El 24 de octubre de 1929, conocido como el «Jueves Negro» (o «Viernes Negro» en Europa debido a la diferencia horaria), comenzó el desplome de la bolsa, marcando el inicio de la Gran Depresión. En pocas semanas, la Bolsa de Nueva York perdió más de la mitad de su valor, millones de personas perdieron sus ahorros, los bancos quebraron y el desempleo en Estados Unidos superó el 25 por ciento.
Este colapso económico no fue una recesión común, sino una crisis global. A día de hoy, se suele interpretar erróneamente como prueba del fracaso del capitalismo. Sin embargo, un análisis más profundo revela que no fue el libre mercado el que falló, sino la política, especialmente la del banco central, que desestabilizó la economía mediante una política monetaria artificialmente barata.
Ya en 1963, Murray N. Rothbard demostró en «La Gran Depresión de Estados Unidos» que la catástrofe fue consecuencia de una política monetaria errática e intervenciones masivas. Su análisis confirma lo que la Escuela Austríaca ha enseñado desde la «Teoría del dinero y del crédito» de Mises (1912): la manipulación de los tipos de interés conduce inevitablemente a distorsiones en la acumulación de capital.
Los tipos de interés desempeñan un papel crucial en el mercado: regulan la relación entre consumo y ahorro. Un tipo de interés bajo indica que la gente está dispuesta a ahorrar para el futuro; el capital se vuelve disponible y las inversiones, posibles. Sin embargo, cuando los bancos centrales reducen artificialmente los tipos de interés, se crea una ilusión: invertir parece barato, pero el ahorro real no se materializa.
En la década de 1920, la Reserva Federal de EE. UU. redujo los tipos de interés y expandió drásticamente la masa monetaria, en más de un 60 % entre 1921 y 1929. Los empresarios se embarcaron en proyectos de inversión para los que, en realidad, no existía capital real. Esto dio lugar a burbujas bursátiles e inmobiliarias, oleadas de especulación y sobreinversión: un auge ilusorio impulsado por el crédito y el papel moneda. Cuando la Reserva Federal comenzó a subir los tipos de interés en 1928 para frenar el sobrecalentamiento, la burbuja estalló. El desplome no fue ninguna sorpresa; fue la consecuencia lógica de un auge creado artificialmente.
Tampoco fue sorprendente que se desatara una crisis económica mundial, que afectó especialmente a Alemania, donde el desempleo se disparó hasta el 30 % en 1931. Tras la Primera Guerra Mundial, Alemania tuvo que pagar cuantiosas reparaciones a Gran Bretaña y Francia. Estos países utilizaron los fondos para saldar sus deudas de guerra con Estados Unidos. Pero el dinero que Alemania empleó para pagar provenía de préstamos estadounidenses, un ciclo que solo podía sostenerse mediante la constante entrada de capitales de EE. UU. Cuando el flujo de crédito se interrumpió en 1929, el sistema colapsó. La Gran Depresión se convirtió así en un fenómeno global: una crisis mundial desencadenada por la política monetaria estadounidense y una espiral de deuda internacional.

Acciones requeridas:
1. Según el texto sobre la Gran Depresión, ¿en qué proporción expandió la Reserva Federal la masa monetaria entre 1921 y 1929?
2. Prosigue el texto sobre la Gran Depresión a partir de su última oración.
Los registros que siguen son material independiente del texto sobre la Gran Depresión.

Datos:
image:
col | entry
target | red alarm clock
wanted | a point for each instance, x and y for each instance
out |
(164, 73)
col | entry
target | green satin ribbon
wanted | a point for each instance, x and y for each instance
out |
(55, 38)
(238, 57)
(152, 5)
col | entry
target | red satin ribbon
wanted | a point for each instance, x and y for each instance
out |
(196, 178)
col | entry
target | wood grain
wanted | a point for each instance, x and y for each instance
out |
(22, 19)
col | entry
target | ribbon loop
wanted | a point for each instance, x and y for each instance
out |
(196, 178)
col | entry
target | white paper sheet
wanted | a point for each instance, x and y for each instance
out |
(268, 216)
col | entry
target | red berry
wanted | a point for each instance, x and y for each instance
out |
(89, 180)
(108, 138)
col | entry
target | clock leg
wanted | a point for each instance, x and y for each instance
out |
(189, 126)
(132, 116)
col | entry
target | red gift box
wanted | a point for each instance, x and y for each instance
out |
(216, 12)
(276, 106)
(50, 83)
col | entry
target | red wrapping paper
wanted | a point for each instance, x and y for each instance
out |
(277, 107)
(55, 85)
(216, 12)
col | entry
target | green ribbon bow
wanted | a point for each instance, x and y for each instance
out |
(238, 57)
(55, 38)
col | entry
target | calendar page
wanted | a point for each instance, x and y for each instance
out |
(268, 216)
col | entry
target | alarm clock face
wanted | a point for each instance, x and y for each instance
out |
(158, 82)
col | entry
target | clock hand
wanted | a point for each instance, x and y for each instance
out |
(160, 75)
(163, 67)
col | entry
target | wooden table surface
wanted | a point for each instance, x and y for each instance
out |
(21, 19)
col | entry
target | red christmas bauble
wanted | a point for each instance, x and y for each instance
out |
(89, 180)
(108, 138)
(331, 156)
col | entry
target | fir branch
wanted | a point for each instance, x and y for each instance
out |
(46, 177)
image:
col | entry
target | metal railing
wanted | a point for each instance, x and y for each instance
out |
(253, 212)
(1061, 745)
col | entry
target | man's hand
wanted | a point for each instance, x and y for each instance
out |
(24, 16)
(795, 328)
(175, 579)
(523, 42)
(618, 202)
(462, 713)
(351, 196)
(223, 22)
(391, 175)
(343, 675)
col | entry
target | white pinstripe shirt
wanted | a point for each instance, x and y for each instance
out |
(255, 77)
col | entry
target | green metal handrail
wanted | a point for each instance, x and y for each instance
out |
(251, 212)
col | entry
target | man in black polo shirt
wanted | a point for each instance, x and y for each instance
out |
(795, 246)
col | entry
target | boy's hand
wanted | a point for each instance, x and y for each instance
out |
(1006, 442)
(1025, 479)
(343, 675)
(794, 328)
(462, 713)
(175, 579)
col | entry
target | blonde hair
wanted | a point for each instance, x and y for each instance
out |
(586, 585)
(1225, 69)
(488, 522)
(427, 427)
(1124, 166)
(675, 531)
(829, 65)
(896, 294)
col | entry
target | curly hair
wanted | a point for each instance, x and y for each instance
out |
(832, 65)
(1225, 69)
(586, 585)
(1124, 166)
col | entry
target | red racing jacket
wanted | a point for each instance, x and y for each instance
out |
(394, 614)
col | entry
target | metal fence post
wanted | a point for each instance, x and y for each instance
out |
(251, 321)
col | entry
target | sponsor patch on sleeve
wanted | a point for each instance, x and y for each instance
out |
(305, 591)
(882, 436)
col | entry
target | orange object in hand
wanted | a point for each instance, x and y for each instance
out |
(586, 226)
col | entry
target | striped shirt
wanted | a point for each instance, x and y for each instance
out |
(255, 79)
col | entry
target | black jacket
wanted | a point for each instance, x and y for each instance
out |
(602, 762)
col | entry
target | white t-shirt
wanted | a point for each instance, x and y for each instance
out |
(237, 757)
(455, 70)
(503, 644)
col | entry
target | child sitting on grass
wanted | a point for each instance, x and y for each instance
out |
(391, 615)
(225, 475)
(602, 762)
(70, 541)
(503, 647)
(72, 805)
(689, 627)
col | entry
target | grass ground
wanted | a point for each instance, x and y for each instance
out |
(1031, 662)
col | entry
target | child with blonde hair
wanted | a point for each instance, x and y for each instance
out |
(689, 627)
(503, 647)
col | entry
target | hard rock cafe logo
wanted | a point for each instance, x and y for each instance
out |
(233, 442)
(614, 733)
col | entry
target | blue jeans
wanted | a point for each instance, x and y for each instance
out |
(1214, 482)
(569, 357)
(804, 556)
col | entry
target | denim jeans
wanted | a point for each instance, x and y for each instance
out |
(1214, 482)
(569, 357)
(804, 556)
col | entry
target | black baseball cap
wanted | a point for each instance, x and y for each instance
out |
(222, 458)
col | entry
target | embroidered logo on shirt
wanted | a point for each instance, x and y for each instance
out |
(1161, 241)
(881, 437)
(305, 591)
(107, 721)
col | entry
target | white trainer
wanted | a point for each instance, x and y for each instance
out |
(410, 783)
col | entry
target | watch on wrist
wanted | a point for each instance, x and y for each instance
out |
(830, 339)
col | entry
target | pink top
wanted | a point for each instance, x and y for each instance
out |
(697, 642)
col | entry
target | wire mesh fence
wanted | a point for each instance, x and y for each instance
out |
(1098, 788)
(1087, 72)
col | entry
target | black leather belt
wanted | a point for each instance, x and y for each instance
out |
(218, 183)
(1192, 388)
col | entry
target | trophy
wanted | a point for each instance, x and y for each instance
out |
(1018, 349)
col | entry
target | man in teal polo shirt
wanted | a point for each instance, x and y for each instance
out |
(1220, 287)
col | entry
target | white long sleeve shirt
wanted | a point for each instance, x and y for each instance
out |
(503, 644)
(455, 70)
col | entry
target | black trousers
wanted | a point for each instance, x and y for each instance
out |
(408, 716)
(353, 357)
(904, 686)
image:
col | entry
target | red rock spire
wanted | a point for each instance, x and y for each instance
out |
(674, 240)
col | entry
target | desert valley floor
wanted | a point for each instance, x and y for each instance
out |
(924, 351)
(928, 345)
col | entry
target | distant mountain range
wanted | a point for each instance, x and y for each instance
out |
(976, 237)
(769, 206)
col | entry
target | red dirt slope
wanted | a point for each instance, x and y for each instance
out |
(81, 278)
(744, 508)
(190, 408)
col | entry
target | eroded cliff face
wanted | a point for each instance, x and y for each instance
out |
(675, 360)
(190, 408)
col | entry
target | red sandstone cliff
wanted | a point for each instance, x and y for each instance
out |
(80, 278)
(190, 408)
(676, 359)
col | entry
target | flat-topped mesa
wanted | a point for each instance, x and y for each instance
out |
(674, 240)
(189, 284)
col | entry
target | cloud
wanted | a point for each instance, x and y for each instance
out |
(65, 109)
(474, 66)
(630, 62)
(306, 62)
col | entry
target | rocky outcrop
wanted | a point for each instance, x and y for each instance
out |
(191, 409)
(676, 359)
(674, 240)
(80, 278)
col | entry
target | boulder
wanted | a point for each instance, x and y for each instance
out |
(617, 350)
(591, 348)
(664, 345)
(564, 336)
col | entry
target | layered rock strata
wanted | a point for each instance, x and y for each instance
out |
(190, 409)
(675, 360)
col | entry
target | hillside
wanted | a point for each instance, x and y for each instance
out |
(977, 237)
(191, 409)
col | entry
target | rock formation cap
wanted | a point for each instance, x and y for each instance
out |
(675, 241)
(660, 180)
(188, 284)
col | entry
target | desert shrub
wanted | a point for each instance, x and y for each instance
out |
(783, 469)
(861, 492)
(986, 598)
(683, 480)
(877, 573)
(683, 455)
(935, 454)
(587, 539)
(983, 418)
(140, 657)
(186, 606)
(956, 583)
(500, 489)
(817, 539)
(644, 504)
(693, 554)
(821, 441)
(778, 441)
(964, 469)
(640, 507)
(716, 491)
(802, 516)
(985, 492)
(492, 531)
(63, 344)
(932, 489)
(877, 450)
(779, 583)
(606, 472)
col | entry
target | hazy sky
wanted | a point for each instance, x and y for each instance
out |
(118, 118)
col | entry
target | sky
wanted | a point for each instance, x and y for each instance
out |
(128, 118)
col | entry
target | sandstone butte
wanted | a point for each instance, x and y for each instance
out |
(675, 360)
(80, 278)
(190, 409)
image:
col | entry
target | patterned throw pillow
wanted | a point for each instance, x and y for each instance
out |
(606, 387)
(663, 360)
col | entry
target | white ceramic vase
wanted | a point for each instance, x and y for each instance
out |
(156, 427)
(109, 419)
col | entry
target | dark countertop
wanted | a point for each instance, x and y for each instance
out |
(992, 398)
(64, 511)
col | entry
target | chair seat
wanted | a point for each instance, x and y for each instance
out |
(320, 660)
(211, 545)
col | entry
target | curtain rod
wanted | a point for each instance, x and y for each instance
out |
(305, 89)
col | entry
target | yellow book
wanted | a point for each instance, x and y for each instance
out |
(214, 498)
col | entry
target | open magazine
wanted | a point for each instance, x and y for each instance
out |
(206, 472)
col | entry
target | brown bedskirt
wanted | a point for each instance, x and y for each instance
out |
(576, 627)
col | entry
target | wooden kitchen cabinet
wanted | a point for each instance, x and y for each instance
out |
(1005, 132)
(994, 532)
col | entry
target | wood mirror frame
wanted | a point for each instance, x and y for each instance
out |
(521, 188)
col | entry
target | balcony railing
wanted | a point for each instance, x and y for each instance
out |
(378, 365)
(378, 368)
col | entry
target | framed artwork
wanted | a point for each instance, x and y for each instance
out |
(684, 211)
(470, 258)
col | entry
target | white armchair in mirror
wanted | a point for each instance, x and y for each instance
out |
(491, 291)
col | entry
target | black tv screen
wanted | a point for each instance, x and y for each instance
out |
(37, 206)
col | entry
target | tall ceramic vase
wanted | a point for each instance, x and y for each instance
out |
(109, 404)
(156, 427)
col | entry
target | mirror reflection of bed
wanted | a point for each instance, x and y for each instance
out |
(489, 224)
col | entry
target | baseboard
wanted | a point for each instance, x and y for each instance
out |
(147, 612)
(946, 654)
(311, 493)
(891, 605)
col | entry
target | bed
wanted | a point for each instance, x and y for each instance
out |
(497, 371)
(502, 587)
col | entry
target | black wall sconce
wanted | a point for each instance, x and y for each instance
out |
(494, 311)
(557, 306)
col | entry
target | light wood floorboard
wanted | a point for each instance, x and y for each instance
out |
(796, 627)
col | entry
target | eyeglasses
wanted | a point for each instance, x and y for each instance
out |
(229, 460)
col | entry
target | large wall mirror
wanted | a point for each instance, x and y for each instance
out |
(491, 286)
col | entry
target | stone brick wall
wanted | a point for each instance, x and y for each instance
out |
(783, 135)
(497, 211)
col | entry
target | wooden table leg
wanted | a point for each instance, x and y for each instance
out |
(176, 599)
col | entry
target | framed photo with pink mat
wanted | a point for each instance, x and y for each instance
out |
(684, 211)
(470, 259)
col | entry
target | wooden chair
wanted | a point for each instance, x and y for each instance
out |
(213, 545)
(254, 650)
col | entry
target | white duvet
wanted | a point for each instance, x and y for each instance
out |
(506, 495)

Respuestas escritas:
1. En más de un 60 %.

2.
En una economía de libre mercado, la crisis habría sido un proceso correctivo necesario. Se podrían haber liquidado las malas inversiones, ajustado los precios y los salarios, y redistribuido el capital. Pero los políticos intervinieron y empeoraron la situación.
El presidente Herbert Hoover instó a las empresas a no recortar los salarios, lo que incrementó aún más el desempleo. Los programas de préstamos gubernamentales mantuvieron artificialmente a flote a empresas improductivas. El «New Deal» de Roosevelt terminó por sobrecargar la economía con burocracia, subsidios y proyectos gubernamentales gigantescos, un programa que obstaculizó aún más el proceso de ajuste. En 1939, poco antes del estallido de la Segunda Guerra Mundial, la tasa de desempleo en Estados Unidos rondaba el 17 por ciento.
La aparente recuperación fue una ilusión propia de la economía de guerra, no un signo de verdadera prosperidad.
En 1936, John Maynard Keynes publicó su «Teoría general del empleo, el interés y el dinero», en la que atribuyó la Gran Depresión a una falta de demanda agregada. Recomendó programas de gasto público para estimular el consumo.
Sin embargo, el enfoque de Keynes se basaba en un malentendido: la crisis no había surgido por una demanda insuficiente, sino por estructuras de capital defectuosas, consecuencia de tipos de interés distorsionados. Cabe destacar que, en el prefacio de la edición alemana, Keynes escribió que su teoría podía adaptarse «mucho más fácilmente a las condiciones de un Estado totalitario» que a las de la libre competencia.
Y, de hecho, sus políticas solo podían funcionar donde los precios, los salarios y los tipos de interés estuvieran controlados centralmente; por ejemplo, en la Alemania nazi, donde la libertad económica había sido eliminada hacía mucho tiempo.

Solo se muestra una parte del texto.